Opis zadania →
Przekształć proszę wiersze od tego z "the red baseball" aż do tego z "x=497, y=455" włącznie w tabelę Markdown z kolumnami "Nr" (numer wiersza) i "Wiersz" (jego treść). Puste wiersze pomiń.
========
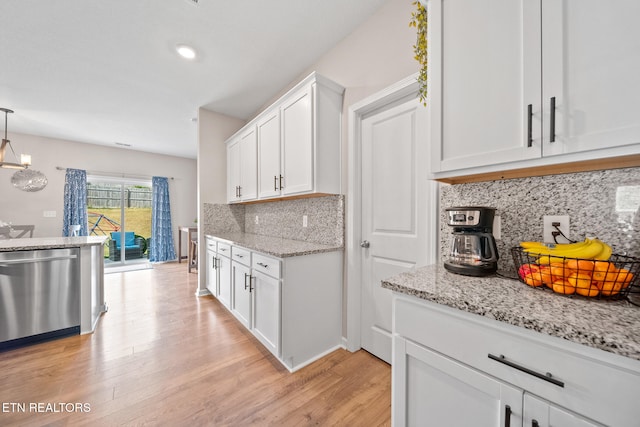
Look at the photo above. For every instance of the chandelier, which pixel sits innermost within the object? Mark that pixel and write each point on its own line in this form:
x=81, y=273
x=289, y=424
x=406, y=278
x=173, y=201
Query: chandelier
x=25, y=159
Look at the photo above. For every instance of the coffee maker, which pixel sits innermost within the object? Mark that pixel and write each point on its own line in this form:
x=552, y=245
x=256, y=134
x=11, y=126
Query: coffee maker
x=473, y=249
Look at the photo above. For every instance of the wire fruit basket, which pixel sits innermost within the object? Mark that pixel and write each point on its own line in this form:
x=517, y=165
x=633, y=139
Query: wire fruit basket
x=614, y=278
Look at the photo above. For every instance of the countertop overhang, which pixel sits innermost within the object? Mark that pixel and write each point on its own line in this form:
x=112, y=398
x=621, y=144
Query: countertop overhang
x=34, y=243
x=275, y=246
x=609, y=325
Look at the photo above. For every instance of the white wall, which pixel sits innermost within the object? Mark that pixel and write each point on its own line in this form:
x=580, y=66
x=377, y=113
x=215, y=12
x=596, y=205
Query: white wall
x=21, y=207
x=213, y=131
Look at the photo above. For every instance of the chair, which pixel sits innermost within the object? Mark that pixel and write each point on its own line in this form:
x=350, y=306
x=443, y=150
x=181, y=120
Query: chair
x=134, y=245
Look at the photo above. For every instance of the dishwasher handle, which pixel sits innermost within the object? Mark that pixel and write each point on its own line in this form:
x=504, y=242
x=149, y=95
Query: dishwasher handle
x=6, y=263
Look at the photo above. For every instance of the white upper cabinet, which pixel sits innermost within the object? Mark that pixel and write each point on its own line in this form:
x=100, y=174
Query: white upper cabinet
x=269, y=178
x=498, y=67
x=591, y=66
x=298, y=142
x=489, y=52
x=242, y=170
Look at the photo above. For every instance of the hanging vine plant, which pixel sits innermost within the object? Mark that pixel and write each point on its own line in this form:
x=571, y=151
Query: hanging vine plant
x=419, y=22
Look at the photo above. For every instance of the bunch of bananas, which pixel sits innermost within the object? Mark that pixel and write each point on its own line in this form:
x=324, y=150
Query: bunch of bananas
x=587, y=249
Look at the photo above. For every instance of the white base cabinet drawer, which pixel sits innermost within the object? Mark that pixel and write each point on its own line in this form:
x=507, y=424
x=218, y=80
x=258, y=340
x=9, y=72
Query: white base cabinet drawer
x=292, y=305
x=589, y=382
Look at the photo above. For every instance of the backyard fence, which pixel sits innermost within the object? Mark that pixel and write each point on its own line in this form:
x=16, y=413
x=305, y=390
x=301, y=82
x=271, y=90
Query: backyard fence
x=104, y=196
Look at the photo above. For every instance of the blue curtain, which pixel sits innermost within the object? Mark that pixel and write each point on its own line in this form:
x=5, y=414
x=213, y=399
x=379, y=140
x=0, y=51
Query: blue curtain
x=75, y=202
x=161, y=247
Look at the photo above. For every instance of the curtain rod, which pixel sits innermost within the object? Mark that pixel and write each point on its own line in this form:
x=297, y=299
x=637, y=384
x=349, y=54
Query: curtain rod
x=112, y=174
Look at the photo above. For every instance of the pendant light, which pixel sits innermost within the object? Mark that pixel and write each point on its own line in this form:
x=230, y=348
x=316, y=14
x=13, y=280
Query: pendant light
x=25, y=159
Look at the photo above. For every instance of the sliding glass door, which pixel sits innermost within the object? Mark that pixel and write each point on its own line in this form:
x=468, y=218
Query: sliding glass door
x=121, y=210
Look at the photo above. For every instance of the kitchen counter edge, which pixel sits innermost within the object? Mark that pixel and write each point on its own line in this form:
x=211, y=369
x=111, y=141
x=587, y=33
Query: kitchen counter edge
x=612, y=326
x=274, y=246
x=35, y=243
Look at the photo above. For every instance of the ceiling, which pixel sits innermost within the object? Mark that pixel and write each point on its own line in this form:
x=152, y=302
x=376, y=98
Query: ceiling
x=107, y=72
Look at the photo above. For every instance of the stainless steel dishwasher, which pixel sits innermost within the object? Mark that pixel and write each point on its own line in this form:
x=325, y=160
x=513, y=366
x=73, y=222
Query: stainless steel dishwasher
x=39, y=295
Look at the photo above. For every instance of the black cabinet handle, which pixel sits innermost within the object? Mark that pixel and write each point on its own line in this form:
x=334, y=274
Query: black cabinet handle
x=552, y=121
x=547, y=377
x=529, y=125
x=507, y=416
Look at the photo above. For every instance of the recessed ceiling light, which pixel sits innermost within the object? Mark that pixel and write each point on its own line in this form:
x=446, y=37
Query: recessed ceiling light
x=185, y=51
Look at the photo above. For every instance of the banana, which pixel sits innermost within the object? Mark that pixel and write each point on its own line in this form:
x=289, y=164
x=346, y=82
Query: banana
x=553, y=249
x=587, y=249
x=605, y=254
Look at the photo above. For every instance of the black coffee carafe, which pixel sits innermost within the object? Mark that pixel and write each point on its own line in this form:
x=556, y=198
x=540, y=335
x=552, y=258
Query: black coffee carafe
x=473, y=248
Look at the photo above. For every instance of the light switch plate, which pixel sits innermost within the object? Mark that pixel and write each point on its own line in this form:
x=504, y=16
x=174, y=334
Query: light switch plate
x=548, y=228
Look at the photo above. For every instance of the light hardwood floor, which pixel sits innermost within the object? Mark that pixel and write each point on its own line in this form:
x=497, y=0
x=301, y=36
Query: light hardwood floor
x=162, y=356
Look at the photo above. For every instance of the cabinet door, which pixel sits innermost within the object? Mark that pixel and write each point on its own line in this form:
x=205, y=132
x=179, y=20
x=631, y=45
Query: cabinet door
x=242, y=287
x=266, y=315
x=224, y=284
x=248, y=166
x=269, y=180
x=433, y=390
x=297, y=143
x=487, y=73
x=539, y=413
x=212, y=273
x=591, y=69
x=233, y=171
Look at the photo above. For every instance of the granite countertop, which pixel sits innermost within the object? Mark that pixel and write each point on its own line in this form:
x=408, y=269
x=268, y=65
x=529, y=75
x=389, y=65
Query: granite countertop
x=609, y=325
x=275, y=246
x=33, y=243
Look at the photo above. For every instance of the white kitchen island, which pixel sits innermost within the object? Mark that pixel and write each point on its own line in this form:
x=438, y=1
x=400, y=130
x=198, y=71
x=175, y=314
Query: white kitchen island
x=87, y=268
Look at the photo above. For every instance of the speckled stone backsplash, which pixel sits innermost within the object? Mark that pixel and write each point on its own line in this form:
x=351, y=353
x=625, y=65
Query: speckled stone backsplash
x=603, y=204
x=325, y=219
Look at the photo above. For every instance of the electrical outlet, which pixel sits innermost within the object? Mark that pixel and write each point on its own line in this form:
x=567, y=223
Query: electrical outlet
x=548, y=228
x=497, y=227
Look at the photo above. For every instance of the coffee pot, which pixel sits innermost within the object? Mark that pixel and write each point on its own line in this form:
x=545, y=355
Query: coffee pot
x=473, y=247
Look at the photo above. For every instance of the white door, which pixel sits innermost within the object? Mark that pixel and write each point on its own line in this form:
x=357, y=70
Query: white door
x=266, y=312
x=233, y=171
x=269, y=155
x=248, y=166
x=538, y=412
x=394, y=165
x=488, y=74
x=439, y=391
x=242, y=286
x=592, y=80
x=297, y=143
x=224, y=284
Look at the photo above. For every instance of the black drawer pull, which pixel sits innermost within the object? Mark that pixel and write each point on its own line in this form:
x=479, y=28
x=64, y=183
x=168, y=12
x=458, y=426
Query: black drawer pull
x=529, y=125
x=507, y=416
x=552, y=121
x=547, y=377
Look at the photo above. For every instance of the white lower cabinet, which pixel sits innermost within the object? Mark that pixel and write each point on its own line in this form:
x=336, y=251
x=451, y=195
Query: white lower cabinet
x=454, y=368
x=539, y=413
x=224, y=274
x=242, y=287
x=292, y=305
x=439, y=391
x=266, y=312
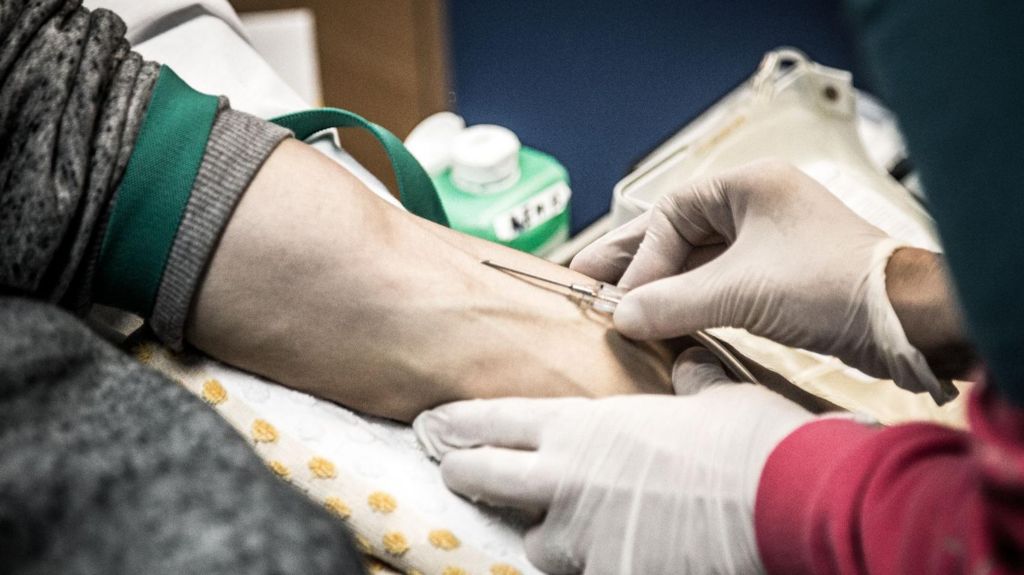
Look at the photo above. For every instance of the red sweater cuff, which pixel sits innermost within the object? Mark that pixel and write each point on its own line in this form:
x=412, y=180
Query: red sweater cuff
x=800, y=469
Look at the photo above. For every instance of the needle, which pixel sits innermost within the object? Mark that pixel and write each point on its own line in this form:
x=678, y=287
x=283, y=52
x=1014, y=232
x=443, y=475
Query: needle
x=529, y=275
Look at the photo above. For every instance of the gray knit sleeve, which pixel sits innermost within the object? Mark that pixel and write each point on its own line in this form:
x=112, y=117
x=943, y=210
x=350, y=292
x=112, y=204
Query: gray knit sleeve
x=73, y=99
x=238, y=147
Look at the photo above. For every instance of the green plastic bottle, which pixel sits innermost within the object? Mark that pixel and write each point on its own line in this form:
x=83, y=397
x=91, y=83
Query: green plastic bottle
x=496, y=188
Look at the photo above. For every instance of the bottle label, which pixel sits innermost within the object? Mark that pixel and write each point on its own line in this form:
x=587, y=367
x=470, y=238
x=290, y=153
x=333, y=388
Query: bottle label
x=536, y=211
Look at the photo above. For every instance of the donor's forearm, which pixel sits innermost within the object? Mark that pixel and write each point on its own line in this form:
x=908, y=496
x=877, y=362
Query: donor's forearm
x=322, y=285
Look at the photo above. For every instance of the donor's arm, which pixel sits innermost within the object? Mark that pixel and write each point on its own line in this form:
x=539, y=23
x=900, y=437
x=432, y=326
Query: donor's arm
x=322, y=285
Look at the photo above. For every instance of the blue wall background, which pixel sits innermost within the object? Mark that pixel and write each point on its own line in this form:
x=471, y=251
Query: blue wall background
x=600, y=83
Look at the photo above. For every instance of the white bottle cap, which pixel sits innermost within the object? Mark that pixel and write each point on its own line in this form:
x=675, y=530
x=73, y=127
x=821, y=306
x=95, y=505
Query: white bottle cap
x=430, y=142
x=485, y=159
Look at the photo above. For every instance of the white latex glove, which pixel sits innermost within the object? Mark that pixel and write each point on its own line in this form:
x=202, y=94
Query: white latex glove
x=629, y=484
x=788, y=262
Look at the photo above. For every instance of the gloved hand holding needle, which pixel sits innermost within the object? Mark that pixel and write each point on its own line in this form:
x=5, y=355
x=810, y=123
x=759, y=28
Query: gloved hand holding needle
x=645, y=485
x=794, y=265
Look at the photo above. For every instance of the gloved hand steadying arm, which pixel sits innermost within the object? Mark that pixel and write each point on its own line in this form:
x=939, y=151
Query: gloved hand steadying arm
x=630, y=484
x=788, y=262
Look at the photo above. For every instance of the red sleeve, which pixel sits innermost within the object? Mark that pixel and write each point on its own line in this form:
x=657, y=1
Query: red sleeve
x=840, y=497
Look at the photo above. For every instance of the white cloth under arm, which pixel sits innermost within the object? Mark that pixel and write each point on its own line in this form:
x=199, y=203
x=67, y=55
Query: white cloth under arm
x=204, y=42
x=146, y=18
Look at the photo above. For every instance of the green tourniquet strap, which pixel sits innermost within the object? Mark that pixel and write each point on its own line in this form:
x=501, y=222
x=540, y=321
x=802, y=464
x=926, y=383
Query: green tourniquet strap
x=415, y=187
x=152, y=198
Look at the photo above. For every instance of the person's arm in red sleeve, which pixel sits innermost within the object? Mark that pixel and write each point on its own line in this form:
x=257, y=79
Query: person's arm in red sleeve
x=840, y=497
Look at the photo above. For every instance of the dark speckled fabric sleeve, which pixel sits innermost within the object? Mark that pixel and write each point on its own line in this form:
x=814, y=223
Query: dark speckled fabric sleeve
x=72, y=98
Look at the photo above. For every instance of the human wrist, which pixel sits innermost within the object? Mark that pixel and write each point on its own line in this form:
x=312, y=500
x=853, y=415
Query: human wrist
x=918, y=291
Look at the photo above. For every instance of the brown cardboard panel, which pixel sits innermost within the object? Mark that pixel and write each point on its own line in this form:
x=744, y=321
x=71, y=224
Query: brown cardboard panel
x=384, y=59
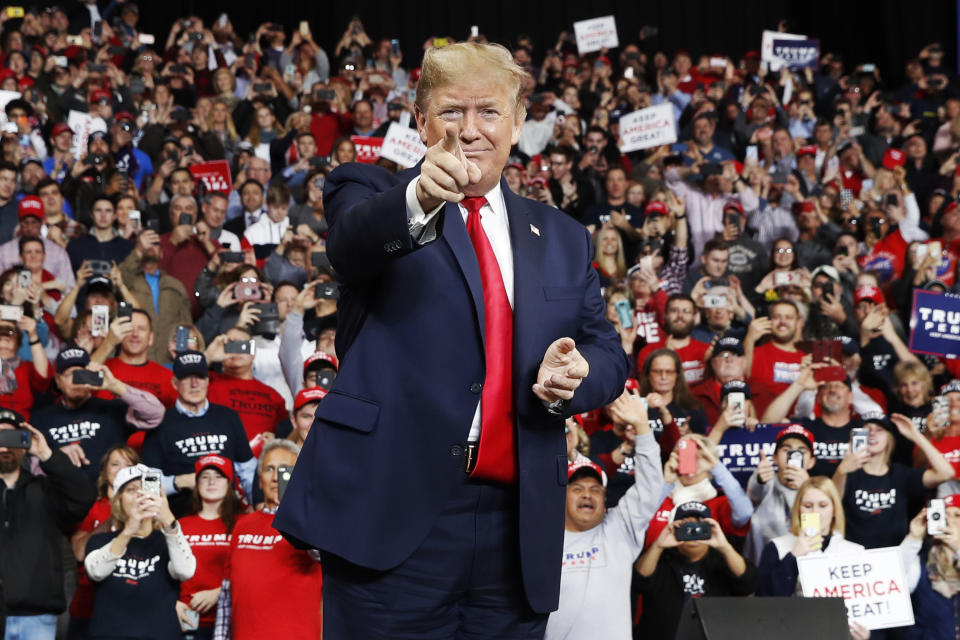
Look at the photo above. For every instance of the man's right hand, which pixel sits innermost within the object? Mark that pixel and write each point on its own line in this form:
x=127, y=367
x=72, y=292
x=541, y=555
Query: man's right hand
x=445, y=172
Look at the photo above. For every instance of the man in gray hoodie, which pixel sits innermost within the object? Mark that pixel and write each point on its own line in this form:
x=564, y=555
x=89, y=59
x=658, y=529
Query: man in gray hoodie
x=773, y=489
x=599, y=545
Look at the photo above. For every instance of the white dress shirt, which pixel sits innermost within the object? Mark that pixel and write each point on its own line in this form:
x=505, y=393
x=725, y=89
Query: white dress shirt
x=493, y=218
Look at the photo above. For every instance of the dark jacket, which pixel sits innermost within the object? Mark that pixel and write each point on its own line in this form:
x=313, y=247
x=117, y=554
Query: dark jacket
x=36, y=514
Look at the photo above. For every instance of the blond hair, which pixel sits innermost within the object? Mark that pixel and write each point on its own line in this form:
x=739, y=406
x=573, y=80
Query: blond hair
x=825, y=484
x=446, y=65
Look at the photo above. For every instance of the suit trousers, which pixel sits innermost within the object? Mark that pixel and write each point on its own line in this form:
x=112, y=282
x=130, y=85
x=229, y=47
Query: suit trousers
x=462, y=583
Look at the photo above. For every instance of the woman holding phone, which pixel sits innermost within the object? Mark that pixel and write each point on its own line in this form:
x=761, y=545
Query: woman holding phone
x=876, y=491
x=137, y=567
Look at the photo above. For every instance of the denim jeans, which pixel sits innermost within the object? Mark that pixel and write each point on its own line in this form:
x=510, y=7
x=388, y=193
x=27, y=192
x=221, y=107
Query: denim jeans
x=42, y=627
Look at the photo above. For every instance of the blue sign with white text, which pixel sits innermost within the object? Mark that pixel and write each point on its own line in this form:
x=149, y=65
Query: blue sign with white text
x=935, y=323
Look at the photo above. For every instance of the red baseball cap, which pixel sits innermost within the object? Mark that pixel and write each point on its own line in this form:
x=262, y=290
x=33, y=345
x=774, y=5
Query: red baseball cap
x=59, y=128
x=796, y=431
x=868, y=292
x=584, y=462
x=325, y=360
x=30, y=206
x=656, y=207
x=894, y=158
x=214, y=461
x=306, y=396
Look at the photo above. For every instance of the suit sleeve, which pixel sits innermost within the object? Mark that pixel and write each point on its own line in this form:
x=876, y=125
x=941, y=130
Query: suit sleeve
x=599, y=344
x=367, y=211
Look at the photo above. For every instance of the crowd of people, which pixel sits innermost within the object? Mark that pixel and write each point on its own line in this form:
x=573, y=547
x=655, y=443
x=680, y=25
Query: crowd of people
x=165, y=342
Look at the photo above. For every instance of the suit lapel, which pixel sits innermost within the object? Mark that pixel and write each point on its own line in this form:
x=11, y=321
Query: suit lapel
x=457, y=238
x=528, y=264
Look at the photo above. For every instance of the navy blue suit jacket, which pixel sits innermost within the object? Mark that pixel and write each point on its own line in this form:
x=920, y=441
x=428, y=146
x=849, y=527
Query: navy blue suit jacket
x=378, y=466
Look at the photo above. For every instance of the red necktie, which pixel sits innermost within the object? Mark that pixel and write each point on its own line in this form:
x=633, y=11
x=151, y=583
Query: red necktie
x=497, y=455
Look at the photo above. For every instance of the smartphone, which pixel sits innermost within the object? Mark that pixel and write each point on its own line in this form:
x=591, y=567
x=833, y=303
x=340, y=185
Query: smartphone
x=737, y=400
x=693, y=530
x=191, y=621
x=624, y=313
x=714, y=301
x=11, y=312
x=810, y=524
x=327, y=291
x=15, y=438
x=936, y=517
x=243, y=347
x=232, y=256
x=795, y=459
x=182, y=340
x=100, y=320
x=85, y=376
x=687, y=457
x=283, y=479
x=858, y=438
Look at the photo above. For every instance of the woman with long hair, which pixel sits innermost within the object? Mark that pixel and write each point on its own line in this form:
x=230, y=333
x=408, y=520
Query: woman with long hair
x=610, y=261
x=673, y=409
x=216, y=508
x=81, y=606
x=136, y=567
x=876, y=491
x=777, y=572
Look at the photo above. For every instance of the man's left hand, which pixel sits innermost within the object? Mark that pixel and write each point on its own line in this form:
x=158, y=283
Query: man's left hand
x=561, y=371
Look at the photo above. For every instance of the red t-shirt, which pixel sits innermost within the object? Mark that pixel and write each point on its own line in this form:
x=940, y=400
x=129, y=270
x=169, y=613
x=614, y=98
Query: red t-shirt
x=210, y=544
x=82, y=604
x=275, y=589
x=260, y=407
x=691, y=357
x=719, y=510
x=29, y=382
x=773, y=370
x=151, y=377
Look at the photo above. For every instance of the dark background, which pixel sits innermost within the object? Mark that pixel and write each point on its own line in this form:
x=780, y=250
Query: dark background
x=885, y=32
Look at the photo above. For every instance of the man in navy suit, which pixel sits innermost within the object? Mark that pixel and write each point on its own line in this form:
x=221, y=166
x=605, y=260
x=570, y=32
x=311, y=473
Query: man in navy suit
x=470, y=324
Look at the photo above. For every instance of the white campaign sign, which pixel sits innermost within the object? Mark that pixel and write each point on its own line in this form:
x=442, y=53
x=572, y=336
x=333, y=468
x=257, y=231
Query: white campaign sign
x=83, y=124
x=596, y=34
x=870, y=582
x=402, y=145
x=766, y=48
x=650, y=127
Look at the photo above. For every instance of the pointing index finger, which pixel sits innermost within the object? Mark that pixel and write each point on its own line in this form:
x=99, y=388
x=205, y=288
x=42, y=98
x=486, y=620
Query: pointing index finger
x=451, y=138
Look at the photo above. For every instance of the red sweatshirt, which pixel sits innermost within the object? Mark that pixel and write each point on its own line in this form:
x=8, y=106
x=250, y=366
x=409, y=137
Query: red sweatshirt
x=210, y=544
x=275, y=589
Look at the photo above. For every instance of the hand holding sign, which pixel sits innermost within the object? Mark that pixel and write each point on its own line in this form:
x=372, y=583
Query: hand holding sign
x=445, y=172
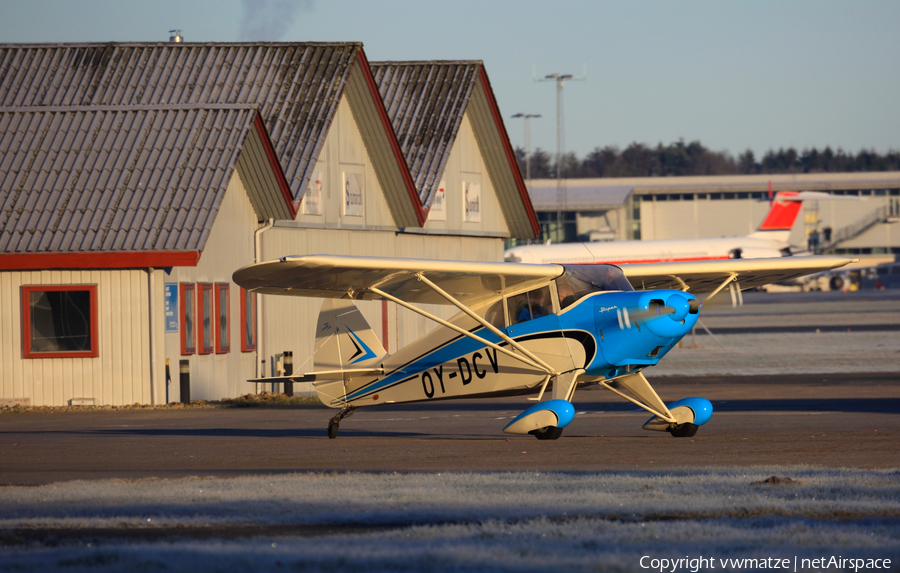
========
Wynik →
| Nr | Wiersz |
|---|---|
| 1 | Look at the photo above. For every instance of the red baseball cap, which pixel sits innermost within the object? Mark that pixel and write each point on its own line in this form: |
| 2 | x=262, y=290 |
| 3 | x=33, y=345 |
| 4 | x=774, y=5 |
| 5 | Query: red baseball cap |
| 6 | x=59, y=128 |
| 7 | x=796, y=431 |
| 8 | x=868, y=292 |
| 9 | x=584, y=462 |
| 10 | x=325, y=360 |
| 11 | x=30, y=206 |
| 12 | x=656, y=207 |
| 13 | x=894, y=158 |
| 14 | x=214, y=461 |
| 15 | x=306, y=396 |
| 16 | Look at the photo above. For every instance of the suit sleeve, which pixel sits innermost within the object? Mark that pixel and write each point on its own line in this form: |
| 17 | x=876, y=125 |
| 18 | x=941, y=130 |
| 19 | Query: suit sleeve |
| 20 | x=599, y=344 |
| 21 | x=367, y=211 |
| 22 | Look at the photo above. For every instance of the crowd of people, which pixel sits innermost within the object? Mark that pixel and write each point on its own line in this form: |
| 23 | x=573, y=547 |
| 24 | x=655, y=443 |
| 25 | x=680, y=25 |
| 26 | Query: crowd of people |
| 27 | x=165, y=342 |
| 28 | Look at the photo above. For every instance of the suit lapel, which pixel sits innermost within the object? Mark that pixel and write each point on its own line in this form: |
| 29 | x=11, y=321 |
| 30 | Query: suit lapel |
| 31 | x=457, y=238 |
| 32 | x=528, y=264 |
| 33 | Look at the photo above. For every instance of the navy blue suit jacket, which pixel sits innermost within the object? Mark that pixel and write each point on its own line in this form: |
| 34 | x=920, y=441 |
| 35 | x=428, y=146 |
| 36 | x=849, y=527 |
| 37 | Query: navy blue suit jacket |
| 38 | x=378, y=466 |
| 39 | Look at the photo above. For every instance of the red necktie, which pixel sits innermost within the object? Mark that pixel and write each point on its own line in this form: |
| 40 | x=633, y=11 |
| 41 | x=151, y=583 |
| 42 | Query: red necktie |
| 43 | x=497, y=455 |